**WHAT NEEDS TO BE DONE**.
Find and copy each line of the data that includes "white".

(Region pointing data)
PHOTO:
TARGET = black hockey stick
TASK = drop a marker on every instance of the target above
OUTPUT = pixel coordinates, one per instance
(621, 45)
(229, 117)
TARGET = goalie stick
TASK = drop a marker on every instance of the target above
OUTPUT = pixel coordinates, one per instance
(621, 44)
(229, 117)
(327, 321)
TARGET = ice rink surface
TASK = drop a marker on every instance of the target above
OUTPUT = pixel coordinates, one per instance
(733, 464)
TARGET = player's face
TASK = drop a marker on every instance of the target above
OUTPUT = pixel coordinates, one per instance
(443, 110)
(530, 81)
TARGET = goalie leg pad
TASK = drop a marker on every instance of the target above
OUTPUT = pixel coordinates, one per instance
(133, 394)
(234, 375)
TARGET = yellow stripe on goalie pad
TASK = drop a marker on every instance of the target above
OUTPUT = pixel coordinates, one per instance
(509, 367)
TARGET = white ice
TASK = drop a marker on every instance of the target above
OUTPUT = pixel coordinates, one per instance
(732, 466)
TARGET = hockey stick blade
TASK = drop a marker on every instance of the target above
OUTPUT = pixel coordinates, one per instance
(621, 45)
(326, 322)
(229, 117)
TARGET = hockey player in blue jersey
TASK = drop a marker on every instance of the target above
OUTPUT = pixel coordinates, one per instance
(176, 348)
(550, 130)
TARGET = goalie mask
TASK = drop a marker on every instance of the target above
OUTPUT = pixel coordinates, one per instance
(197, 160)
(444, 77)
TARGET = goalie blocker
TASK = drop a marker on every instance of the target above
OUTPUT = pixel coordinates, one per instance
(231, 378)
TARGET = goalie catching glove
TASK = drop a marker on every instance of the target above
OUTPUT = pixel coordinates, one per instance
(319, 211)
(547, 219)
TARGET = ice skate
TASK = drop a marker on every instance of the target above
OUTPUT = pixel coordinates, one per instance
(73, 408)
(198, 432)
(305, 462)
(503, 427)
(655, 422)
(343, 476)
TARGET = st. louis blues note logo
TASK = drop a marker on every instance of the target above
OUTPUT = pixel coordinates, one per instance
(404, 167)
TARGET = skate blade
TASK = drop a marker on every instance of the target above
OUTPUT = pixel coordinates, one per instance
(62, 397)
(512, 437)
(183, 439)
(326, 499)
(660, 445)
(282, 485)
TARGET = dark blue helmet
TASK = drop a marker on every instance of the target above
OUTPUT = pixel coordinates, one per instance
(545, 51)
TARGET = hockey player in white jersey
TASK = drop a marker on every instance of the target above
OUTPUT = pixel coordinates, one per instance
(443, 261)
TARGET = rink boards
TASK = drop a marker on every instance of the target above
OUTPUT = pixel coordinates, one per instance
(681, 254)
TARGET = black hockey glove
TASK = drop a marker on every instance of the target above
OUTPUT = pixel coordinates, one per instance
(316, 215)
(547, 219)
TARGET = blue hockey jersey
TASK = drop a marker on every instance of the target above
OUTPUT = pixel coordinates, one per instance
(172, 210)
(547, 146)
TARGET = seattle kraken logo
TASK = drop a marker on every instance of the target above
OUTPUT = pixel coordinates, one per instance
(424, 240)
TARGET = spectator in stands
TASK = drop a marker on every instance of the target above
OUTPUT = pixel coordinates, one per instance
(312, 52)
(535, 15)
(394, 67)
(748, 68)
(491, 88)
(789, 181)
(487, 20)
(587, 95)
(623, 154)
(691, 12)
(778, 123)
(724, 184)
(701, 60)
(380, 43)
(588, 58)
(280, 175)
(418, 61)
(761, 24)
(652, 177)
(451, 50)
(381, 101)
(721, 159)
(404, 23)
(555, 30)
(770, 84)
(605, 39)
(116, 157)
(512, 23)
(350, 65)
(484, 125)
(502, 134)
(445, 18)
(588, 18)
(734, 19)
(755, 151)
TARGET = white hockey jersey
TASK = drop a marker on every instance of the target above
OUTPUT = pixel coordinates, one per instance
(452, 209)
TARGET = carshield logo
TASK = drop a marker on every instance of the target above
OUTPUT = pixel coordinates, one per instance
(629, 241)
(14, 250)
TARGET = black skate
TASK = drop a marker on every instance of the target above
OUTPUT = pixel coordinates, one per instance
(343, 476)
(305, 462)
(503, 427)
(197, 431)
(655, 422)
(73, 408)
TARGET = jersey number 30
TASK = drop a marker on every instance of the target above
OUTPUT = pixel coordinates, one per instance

**EXERCISE RESPONSE**.
TARGET = white ice
TARGET = hockey player in white jersey
TARGET = white hockey jersey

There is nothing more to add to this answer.